YOUR GOAL: Could you retype every one of the records below line for line, leaving out the pictures?

GIVEN ENTRIES:
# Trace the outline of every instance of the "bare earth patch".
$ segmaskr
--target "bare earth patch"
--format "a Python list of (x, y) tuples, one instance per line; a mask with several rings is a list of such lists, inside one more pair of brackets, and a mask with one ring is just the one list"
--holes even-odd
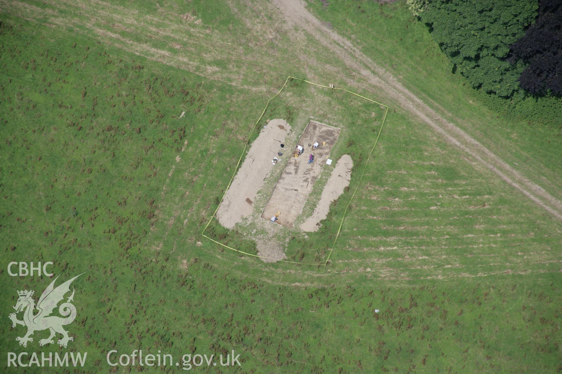
[(256, 247), (258, 256), (267, 257), (261, 259), (264, 262), (277, 262), (279, 260), (287, 258), (279, 242), (274, 239), (256, 240)]
[(255, 200), (265, 177), (274, 167), (271, 160), (279, 149), (279, 142), (284, 141), (290, 130), (291, 126), (284, 120), (272, 119), (252, 144), (216, 213), (223, 227), (232, 229), (252, 214), (253, 207), (248, 201)]
[(343, 193), (345, 188), (350, 185), (352, 168), (353, 160), (351, 156), (343, 155), (338, 160), (336, 168), (332, 172), (332, 175), (324, 187), (320, 201), (318, 201), (312, 215), (301, 225), (301, 229), (303, 231), (312, 232), (318, 230), (320, 221), (328, 216), (330, 204), (337, 199)]
[[(270, 219), (280, 213), (278, 223), (292, 227), (294, 220), (302, 212), (306, 199), (323, 169), (327, 167), (326, 158), (339, 136), (339, 129), (315, 121), (310, 121), (298, 144), (305, 150), (298, 158), (291, 158), (271, 193), (261, 216)], [(318, 141), (320, 146), (312, 150), (308, 144)], [(323, 145), (325, 142), (325, 145)], [(309, 164), (309, 155), (314, 156), (314, 162)]]

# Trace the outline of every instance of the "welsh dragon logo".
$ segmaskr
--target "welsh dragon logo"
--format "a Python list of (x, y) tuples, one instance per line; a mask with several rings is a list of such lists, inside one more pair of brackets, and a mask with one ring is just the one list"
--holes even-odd
[[(43, 292), (41, 297), (39, 298), (37, 307), (38, 312), (35, 315), (33, 314), (35, 309), (35, 300), (31, 297), (34, 291), (25, 290), (17, 292), (19, 297), (16, 306), (13, 307), (16, 310), (16, 313), (11, 313), (9, 318), (12, 320), (12, 327), (16, 327), (16, 325), (21, 325), (28, 327), (28, 333), (25, 336), (16, 338), (16, 340), (20, 342), (20, 345), (27, 347), (28, 341), (33, 341), (33, 338), (30, 338), (30, 336), (33, 335), (34, 332), (47, 329), (49, 329), (51, 335), (47, 339), (42, 339), (39, 341), (40, 346), (55, 343), (53, 338), (55, 336), (56, 333), (62, 335), (62, 338), (57, 341), (61, 347), (66, 348), (69, 341), (74, 340), (74, 338), (69, 336), (68, 331), (62, 327), (71, 324), (76, 318), (76, 307), (70, 303), (70, 302), (73, 301), (72, 299), (74, 297), (74, 288), (72, 294), (67, 299), (66, 302), (62, 303), (58, 307), (58, 312), (66, 318), (51, 315), (53, 313), (53, 310), (57, 307), (57, 304), (64, 299), (65, 295), (70, 291), (70, 284), (81, 275), (76, 275), (55, 288), (55, 282), (58, 278), (57, 276), (49, 287)], [(21, 311), (24, 311), (24, 319), (20, 321), (17, 319), (16, 315)]]

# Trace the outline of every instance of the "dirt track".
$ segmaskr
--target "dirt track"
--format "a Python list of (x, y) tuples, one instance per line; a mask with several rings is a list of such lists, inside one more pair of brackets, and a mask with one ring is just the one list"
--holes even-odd
[[(530, 181), (464, 131), (430, 108), (405, 87), (386, 70), (375, 64), (345, 38), (332, 31), (306, 9), (302, 0), (274, 0), (287, 24), (290, 37), (302, 38), (296, 28), (302, 29), (321, 45), (337, 54), (348, 68), (358, 72), (370, 85), (384, 90), (395, 101), (429, 124), (450, 144), (470, 155), (474, 165), (482, 165), (522, 192), (553, 216), (562, 220), (562, 201)], [(347, 79), (350, 85), (355, 80)], [(365, 87), (368, 89), (368, 86)]]
[[(262, 214), (262, 218), (270, 219), (280, 212), (279, 223), (293, 227), (322, 170), (334, 167), (326, 164), (326, 157), (339, 136), (339, 129), (337, 127), (314, 121), (309, 123), (297, 143), (304, 146), (304, 152), (298, 158), (289, 159)], [(318, 141), (320, 146), (313, 151), (308, 144), (315, 141)], [(325, 145), (322, 145), (323, 141), (326, 142)], [(314, 162), (309, 164), (311, 154), (314, 155)]]

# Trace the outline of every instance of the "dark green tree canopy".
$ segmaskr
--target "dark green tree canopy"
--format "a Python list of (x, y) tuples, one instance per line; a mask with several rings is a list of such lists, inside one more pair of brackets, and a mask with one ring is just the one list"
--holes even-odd
[(562, 2), (541, 0), (537, 21), (511, 45), (509, 61), (526, 65), (519, 81), (529, 93), (562, 95)]
[(536, 0), (433, 0), (419, 16), (474, 87), (510, 96), (519, 88), (523, 66), (506, 58), (537, 7)]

TASK ANSWER:
# Trace the outline of every instance of the "bare earth patch".
$ segmaskr
--target "bare earth patch"
--format "a Python list of (x, y) tuples, one instance per line; a mask with several rings is a list of such lists, inside one more pair of brackets, and a mask with one ring is just the one list"
--holes even-odd
[(256, 247), (258, 256), (267, 257), (261, 259), (264, 262), (277, 262), (279, 260), (287, 258), (279, 242), (274, 239), (256, 240)]
[(255, 200), (265, 177), (274, 167), (271, 160), (279, 149), (279, 142), (284, 141), (290, 130), (291, 126), (284, 120), (272, 119), (252, 144), (216, 213), (223, 227), (232, 229), (252, 214), (253, 207), (248, 201)]
[(343, 193), (345, 188), (350, 185), (352, 168), (353, 160), (351, 156), (343, 155), (338, 160), (336, 168), (332, 172), (332, 175), (324, 187), (320, 201), (318, 201), (312, 215), (301, 225), (301, 229), (303, 231), (312, 232), (318, 230), (320, 221), (328, 216), (330, 204), (337, 199)]
[[(270, 219), (280, 213), (278, 223), (292, 227), (294, 220), (302, 212), (306, 199), (323, 169), (327, 167), (326, 158), (339, 136), (339, 129), (315, 121), (310, 121), (298, 144), (305, 150), (298, 158), (291, 158), (271, 193), (261, 216)], [(318, 141), (320, 146), (312, 150), (308, 144)], [(323, 145), (325, 142), (325, 145)], [(309, 164), (309, 155), (314, 156), (314, 162)]]

# Trace the outline of every instance of the "welsh dragon logo".
$ segmaskr
--target "welsh dragon logo"
--format "a Python list of (x, y) tuples, one instance per line; a mask with several rings is a list of such lists, inside one more pair of brackets, and a mask with one ring is just the one list"
--holes even-odd
[[(43, 292), (41, 297), (39, 298), (37, 307), (38, 312), (35, 315), (33, 314), (35, 309), (35, 300), (31, 297), (34, 291), (25, 290), (17, 292), (19, 297), (16, 306), (13, 307), (16, 310), (16, 313), (11, 313), (9, 318), (12, 320), (12, 327), (16, 327), (16, 325), (21, 325), (28, 327), (28, 333), (25, 336), (16, 338), (16, 340), (20, 342), (20, 345), (27, 347), (28, 341), (33, 341), (33, 338), (30, 338), (30, 336), (33, 335), (34, 332), (47, 329), (49, 329), (51, 335), (47, 339), (42, 339), (39, 341), (40, 346), (55, 343), (53, 338), (55, 336), (56, 333), (62, 335), (62, 338), (57, 341), (61, 347), (66, 348), (69, 341), (74, 340), (74, 338), (69, 336), (68, 331), (62, 327), (71, 324), (76, 318), (76, 307), (70, 303), (70, 302), (73, 301), (72, 299), (74, 297), (74, 288), (72, 294), (67, 299), (66, 302), (62, 303), (58, 307), (58, 312), (66, 318), (51, 315), (53, 313), (53, 310), (57, 307), (57, 304), (64, 299), (65, 295), (70, 291), (70, 284), (81, 275), (76, 275), (55, 288), (55, 282), (58, 278), (57, 276), (49, 287)], [(21, 311), (24, 311), (24, 319), (20, 321), (17, 319), (16, 315)]]

# Trace the outline of every instance of the "dirt track".
$ segmaskr
--target "dirt track"
--format "a Python list of (x, y) tuples, one instance per line; a mask with several rings is a list of such lists, inside one more pair of brackets, and a mask with one ring is just the one list"
--holes even-odd
[[(530, 181), (464, 131), (430, 108), (405, 87), (386, 70), (375, 64), (345, 38), (332, 31), (306, 9), (302, 0), (274, 0), (287, 24), (290, 37), (302, 38), (296, 28), (302, 29), (321, 45), (337, 54), (348, 68), (358, 72), (370, 85), (384, 90), (395, 101), (429, 124), (450, 144), (470, 155), (474, 165), (482, 165), (522, 192), (553, 216), (562, 220), (562, 201)], [(347, 79), (350, 85), (355, 80)], [(365, 87), (368, 89), (368, 86)]]
[[(262, 214), (262, 218), (270, 219), (280, 212), (279, 223), (293, 227), (322, 170), (334, 167), (326, 164), (326, 157), (339, 136), (339, 129), (337, 127), (314, 121), (309, 123), (297, 143), (304, 146), (304, 152), (298, 158), (289, 159)], [(318, 141), (320, 146), (313, 151), (308, 144), (315, 141)], [(325, 145), (322, 145), (323, 141), (326, 142)], [(314, 162), (309, 164), (311, 154), (314, 155)]]

# Trace the outline of every instance of the "dark green tree canopy".
$ segmaskr
--target "dark green tree canopy"
--format "a Python list of (x, y) tuples, one instance per line; a mask with several rings is a list of such lists, inside one more pair of brackets, and a mask with one ring is just the one list"
--holes even-odd
[(562, 2), (541, 0), (537, 21), (511, 45), (509, 61), (526, 65), (519, 81), (529, 93), (562, 95)]
[(536, 0), (433, 0), (419, 16), (474, 87), (510, 96), (519, 88), (523, 66), (506, 58), (537, 7)]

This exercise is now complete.